Spot pattern of leopard Danio is caused by mutation in the zebrafish connexin41.8 gene

Abstract

Leopard, a well-known zebrafish mutant that has a spotted skin pattern instead of stripes, is a model for the study of pigment patterning. To understand the mechanisms underlying stripe formation, as well as the spot variation observed in leopard, we sought to identify the gene responsible for this phenotype. Using positional cloning, we identified the leopard gene as an orthologue of the mammalian connexin 40 gene. A variety of different leopard alleles, such as leo(t1), leo(tq270) and leo(tw28), show different skin-pattern phenotypes. In this manuscript we show that the mutation in allele leo(t1) is a nonsense mutation, whereas alleles leo(tq270) and leo(tw28) contain the missense mutations I202F and I31F, respectively. Patch-clamp experiments of connexin hemichannels demonstrated that the I202F substitution in allele leo(tq270) disrupted the channel function of connexin41.8. These results demonstrate that mutations in this gene lead to a variety of leopard spot patterns.

Figure 1

Stripe patterns of zebrafish. (A) Wild-type (WT) zebrafish with normal horizontal stripes. (B,D,F) Zebrafish heterozygous for leo^t1, leo^tw28 or leo^tq270. (C,E,G) Zebrafish homozygous for leo^t1, leo^tw28 or leo^tq270. The inset boxes in each image show magnified images of stripes or spots on the skin of the fish.

### QUESTIONS ON THE MATERIAL
1. Reproduce the stretch of the leopard Danio text from "Stripe patterns of" through "of the fish." word for word.
2. State whether each statement agrees with the leopard Danio text, answering yes or no and quoting the words that decide it: (a) positional cloning identified the leopard gene as an orthologue of the mammalian connexin 40 gene; (b) allele leo(tw28) carries the missense mutation I202F; (c) panels C, E and G of Figure 1 show zebrafish heterozygous for the leopard alleles.

### ENTRIES PROVIDED
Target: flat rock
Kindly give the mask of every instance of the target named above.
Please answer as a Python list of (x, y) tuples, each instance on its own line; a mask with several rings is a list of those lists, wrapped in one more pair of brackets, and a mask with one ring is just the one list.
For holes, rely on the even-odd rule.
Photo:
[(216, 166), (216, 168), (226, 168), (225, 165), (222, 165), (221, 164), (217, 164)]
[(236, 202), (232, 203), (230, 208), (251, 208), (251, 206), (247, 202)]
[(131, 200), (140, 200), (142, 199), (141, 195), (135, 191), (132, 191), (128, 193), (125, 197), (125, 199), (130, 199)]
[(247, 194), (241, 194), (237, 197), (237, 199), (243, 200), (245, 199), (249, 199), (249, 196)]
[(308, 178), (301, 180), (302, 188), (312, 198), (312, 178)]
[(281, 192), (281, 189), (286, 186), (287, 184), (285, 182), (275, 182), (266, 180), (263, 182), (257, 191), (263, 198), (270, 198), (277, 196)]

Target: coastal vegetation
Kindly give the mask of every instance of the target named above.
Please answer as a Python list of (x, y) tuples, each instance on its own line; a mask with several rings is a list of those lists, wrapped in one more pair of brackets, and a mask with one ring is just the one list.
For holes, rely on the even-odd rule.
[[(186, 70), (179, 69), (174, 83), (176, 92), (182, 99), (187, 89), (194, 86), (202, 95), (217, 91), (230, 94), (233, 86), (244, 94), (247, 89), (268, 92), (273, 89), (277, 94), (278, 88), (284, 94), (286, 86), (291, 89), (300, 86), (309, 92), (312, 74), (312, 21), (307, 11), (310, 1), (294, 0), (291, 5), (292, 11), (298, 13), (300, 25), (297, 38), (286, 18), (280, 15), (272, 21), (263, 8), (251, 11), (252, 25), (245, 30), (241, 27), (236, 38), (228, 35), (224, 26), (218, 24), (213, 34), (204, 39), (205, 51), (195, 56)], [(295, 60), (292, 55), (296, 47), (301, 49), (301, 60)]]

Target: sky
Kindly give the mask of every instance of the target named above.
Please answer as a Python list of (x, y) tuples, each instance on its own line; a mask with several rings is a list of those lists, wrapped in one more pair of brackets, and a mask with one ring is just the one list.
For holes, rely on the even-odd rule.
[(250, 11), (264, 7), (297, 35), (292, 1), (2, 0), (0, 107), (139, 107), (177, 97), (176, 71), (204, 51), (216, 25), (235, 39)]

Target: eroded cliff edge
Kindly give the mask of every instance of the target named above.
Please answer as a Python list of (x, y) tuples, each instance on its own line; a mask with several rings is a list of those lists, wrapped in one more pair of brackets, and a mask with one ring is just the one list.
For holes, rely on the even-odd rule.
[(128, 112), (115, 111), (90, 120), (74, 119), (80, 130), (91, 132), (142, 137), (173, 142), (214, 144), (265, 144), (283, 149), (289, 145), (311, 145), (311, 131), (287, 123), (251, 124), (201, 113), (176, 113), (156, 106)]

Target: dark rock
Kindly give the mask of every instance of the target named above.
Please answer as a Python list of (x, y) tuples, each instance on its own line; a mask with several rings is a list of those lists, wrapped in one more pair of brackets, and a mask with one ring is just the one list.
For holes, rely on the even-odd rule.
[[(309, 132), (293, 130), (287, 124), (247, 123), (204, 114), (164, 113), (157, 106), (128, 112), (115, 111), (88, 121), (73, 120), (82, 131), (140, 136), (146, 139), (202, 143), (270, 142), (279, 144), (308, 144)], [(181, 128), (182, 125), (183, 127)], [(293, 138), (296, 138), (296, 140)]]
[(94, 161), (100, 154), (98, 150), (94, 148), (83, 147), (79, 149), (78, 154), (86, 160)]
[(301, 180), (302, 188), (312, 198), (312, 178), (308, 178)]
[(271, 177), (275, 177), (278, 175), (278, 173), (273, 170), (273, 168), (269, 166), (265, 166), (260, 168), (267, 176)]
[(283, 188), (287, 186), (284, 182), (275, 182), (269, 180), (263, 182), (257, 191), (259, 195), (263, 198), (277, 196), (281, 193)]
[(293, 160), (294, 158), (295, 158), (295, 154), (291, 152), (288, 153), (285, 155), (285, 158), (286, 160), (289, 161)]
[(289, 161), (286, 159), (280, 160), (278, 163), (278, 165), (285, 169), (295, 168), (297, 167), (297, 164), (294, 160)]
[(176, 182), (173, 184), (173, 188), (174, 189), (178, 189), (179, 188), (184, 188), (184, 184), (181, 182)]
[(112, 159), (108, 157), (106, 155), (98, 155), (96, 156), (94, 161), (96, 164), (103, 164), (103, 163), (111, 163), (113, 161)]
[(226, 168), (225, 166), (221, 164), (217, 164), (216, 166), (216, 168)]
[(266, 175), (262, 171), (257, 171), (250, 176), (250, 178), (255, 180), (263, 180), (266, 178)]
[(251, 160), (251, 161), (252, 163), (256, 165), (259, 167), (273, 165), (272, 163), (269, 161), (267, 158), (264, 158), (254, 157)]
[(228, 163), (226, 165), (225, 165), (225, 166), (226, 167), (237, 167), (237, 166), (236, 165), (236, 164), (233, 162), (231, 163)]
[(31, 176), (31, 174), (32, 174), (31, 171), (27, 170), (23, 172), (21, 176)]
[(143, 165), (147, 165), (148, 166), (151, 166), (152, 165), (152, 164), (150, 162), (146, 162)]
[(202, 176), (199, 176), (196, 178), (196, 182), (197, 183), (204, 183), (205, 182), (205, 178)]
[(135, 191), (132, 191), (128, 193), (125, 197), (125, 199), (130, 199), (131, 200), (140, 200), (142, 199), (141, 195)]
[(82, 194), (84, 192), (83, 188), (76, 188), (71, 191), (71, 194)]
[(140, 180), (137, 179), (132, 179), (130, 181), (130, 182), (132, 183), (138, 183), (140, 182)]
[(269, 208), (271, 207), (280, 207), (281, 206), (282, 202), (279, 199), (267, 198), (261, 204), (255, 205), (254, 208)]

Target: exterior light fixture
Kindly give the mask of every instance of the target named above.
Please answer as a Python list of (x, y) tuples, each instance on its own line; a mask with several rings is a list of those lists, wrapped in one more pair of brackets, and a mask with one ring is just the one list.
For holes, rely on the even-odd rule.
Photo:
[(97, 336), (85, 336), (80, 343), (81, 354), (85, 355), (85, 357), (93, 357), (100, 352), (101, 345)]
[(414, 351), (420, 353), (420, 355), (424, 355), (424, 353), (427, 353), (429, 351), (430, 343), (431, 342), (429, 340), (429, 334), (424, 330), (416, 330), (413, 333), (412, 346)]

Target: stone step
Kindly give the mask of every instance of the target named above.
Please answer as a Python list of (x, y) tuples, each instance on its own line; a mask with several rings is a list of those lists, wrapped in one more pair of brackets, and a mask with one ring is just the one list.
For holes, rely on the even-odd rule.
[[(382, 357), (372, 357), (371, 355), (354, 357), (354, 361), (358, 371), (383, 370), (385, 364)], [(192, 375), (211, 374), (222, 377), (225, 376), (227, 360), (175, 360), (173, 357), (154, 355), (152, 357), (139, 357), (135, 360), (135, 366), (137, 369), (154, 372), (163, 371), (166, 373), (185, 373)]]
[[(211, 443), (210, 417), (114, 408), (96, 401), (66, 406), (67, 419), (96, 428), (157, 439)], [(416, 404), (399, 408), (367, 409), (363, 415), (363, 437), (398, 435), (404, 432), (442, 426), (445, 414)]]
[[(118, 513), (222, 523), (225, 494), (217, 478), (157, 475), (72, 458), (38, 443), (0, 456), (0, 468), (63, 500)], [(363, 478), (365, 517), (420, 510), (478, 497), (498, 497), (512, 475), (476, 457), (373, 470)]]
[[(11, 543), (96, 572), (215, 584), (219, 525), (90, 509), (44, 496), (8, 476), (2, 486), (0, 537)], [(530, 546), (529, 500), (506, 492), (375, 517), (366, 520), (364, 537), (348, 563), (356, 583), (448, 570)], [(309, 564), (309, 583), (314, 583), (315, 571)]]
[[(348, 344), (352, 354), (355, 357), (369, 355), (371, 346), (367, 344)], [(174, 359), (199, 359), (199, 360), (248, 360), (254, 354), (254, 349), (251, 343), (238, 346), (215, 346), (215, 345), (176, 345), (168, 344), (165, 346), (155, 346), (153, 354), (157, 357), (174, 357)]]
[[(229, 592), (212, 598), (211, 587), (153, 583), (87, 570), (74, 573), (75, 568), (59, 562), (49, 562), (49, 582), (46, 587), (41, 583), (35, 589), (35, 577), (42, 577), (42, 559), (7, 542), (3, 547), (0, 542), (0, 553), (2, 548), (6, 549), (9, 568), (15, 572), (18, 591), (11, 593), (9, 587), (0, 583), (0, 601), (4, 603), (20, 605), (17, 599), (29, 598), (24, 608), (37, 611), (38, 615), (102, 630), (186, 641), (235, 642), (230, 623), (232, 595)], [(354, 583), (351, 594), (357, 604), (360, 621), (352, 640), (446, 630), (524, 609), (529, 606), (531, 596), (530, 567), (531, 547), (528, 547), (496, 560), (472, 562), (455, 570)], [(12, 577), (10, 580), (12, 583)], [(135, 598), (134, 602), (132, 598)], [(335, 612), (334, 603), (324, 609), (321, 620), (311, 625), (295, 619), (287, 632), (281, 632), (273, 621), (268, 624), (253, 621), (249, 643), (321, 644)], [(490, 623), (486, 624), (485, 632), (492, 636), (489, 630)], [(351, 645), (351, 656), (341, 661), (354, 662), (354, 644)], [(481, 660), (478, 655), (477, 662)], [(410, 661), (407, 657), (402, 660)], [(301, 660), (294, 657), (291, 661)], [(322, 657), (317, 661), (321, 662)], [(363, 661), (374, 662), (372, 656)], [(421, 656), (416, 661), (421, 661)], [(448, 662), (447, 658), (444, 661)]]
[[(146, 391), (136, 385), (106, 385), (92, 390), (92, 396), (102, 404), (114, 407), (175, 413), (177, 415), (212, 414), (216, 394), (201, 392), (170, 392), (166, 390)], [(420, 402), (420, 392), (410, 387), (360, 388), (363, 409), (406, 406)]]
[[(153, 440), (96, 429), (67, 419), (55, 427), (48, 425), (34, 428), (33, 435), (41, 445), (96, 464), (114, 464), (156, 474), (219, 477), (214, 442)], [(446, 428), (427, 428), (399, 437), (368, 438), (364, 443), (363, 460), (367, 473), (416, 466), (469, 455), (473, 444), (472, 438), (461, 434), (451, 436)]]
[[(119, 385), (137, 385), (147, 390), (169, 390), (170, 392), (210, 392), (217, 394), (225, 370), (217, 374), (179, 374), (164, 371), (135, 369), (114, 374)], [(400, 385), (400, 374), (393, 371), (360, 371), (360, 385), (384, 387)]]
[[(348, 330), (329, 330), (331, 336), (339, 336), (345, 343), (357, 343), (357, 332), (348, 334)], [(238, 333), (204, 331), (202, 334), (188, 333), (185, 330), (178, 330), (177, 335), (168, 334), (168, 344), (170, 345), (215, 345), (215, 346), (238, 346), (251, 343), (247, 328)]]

### RESPONSES BY ITEM NUMBER
1.
Stripe patterns of zebrafish. (A) Wild-type (WT) zebrafish with normal horizontal stripes. (B,D,F) Zebrafish heterozygous for leo^t1, leo^tw28 or leo^tq270. (C,E,G) Zebrafish homozygous for leo^t1, leo^tw28 or leo^tq270. The inset boxes in each image show magnified images of stripes or spots on the skin of the fish.

2.
(a) Yes: "Using positional cloning, we identified the leopard gene as an orthologue of the mammalian connexin 40 gene."
(b) No: "alleles leo(tq270) and leo(tw28) contain the missense mutations I202F and I31F, respectively."
(c) No: "(C,E,G) Zebrafish homozygous for leo^t1, leo^tw28 or leo^tq270."